TEXT ZUR DURCHSICHT:
══════

Er störte den „Aufbau des neuen Deutschlands“.

Peter Paul Lindner

Geburtsdatum 18.9.1902
Geburtsort Nussdorf
Todesdatum 30.4.1944
Todesort KZ Lublin

Peter Lindner, von Beruf Drucker, verfügte seit 23. Mai 1933 in Steinfeld über einen ständigen Wohnsitz. Er lebte mit seiner Frau Anna und den gemeinsamen fünf Kindern im Armenhaus der Gemeinde. Mitte der 1930er Jahre war er als Vertreter der Wiener Buch-, Kunst- und Musikalienhandlung Neubauer tätig. Im Februar 1938 trat er dem Konsum- und Sparverein „Vorwärts“ in Spittal/Drau bei.

══════

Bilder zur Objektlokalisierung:
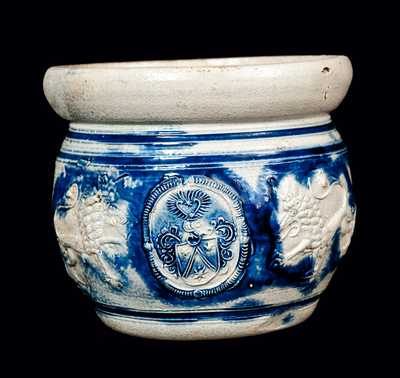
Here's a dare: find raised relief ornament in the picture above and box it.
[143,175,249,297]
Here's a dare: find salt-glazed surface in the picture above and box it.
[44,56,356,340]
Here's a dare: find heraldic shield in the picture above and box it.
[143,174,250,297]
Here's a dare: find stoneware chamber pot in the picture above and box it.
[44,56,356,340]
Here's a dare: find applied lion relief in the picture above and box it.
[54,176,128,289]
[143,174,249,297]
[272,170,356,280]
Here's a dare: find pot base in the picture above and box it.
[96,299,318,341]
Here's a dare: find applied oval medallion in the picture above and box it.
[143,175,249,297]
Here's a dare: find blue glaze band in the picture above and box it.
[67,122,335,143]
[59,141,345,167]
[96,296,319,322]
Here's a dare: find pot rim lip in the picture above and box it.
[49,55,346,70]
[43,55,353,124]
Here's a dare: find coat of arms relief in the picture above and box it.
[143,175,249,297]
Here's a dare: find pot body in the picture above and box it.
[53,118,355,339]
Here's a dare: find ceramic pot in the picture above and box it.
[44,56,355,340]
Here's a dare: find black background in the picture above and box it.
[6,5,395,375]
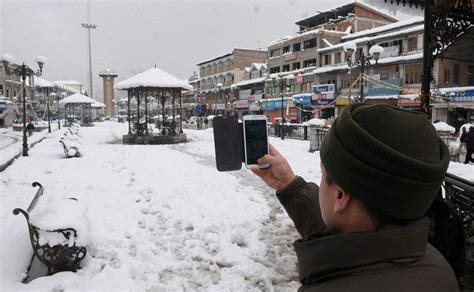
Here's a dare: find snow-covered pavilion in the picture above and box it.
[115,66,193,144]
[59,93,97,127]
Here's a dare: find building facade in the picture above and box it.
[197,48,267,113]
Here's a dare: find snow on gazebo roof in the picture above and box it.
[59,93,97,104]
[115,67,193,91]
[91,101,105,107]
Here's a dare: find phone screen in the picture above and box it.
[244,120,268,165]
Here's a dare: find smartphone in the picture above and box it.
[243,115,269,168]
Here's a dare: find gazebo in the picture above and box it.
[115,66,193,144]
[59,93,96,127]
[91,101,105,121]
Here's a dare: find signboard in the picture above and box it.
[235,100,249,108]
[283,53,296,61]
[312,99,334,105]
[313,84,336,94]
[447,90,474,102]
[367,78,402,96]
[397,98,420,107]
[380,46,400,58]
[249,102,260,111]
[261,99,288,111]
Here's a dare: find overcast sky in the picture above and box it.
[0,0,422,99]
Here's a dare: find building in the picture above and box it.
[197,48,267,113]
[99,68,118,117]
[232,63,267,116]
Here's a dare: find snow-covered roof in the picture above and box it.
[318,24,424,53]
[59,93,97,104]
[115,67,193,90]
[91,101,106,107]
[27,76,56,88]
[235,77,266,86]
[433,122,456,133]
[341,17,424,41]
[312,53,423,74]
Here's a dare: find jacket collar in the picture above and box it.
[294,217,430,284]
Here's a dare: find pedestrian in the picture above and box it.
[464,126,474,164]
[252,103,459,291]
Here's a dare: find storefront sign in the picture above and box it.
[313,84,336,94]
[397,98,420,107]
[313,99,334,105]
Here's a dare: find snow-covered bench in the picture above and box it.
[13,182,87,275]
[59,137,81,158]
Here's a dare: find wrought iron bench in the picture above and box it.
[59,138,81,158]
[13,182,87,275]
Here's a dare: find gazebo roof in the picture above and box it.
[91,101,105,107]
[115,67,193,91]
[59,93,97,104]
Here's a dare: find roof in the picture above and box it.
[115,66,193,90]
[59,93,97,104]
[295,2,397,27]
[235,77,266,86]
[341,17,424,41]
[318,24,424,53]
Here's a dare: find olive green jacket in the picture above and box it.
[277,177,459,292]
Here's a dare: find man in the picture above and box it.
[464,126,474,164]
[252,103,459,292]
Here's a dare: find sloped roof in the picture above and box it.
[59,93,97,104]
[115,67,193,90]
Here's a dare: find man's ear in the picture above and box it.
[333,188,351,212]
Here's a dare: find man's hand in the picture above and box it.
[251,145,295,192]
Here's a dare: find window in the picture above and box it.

══════

ÜBUNGSAUFGABEN:
1. Geben Sie den Inhalt der Kurzbiografie in drei Sätzen wieder.
2. Für welches Unternehmen war Lindner laut der Kurzbiografie Mitte der 1930er Jahre als Vertreter tätig?
Die Zeilen stehen in keinem Zusammenhang mit der Kurzbiografie.

MUSTERLÖSUNGEN:
1. Peter Paul Lindner wurde am 18.9.1902 in Nussdorf geboren und starb am 30.4.1944 im KZ Lublin. Der Drucker hatte seit dem 23. Mai 1933 einen ständigen Wohnsitz in Steinfeld und lebte mit seiner Frau Anna und den fünf gemeinsamen Kindern im Armenhaus der Gemeinde. Mitte der 1930er Jahre arbeitete er als Vertreter der Wiener Buch-, Kunst- und Musikalienhandlung Neubauer, und im Februar 1938 trat er dem Konsum- und Sparverein „Vorwärts“ in Spittal/Drau bei.

2. Für die Wiener Buch-, Kunst- und Musikalienhandlung Neubauer.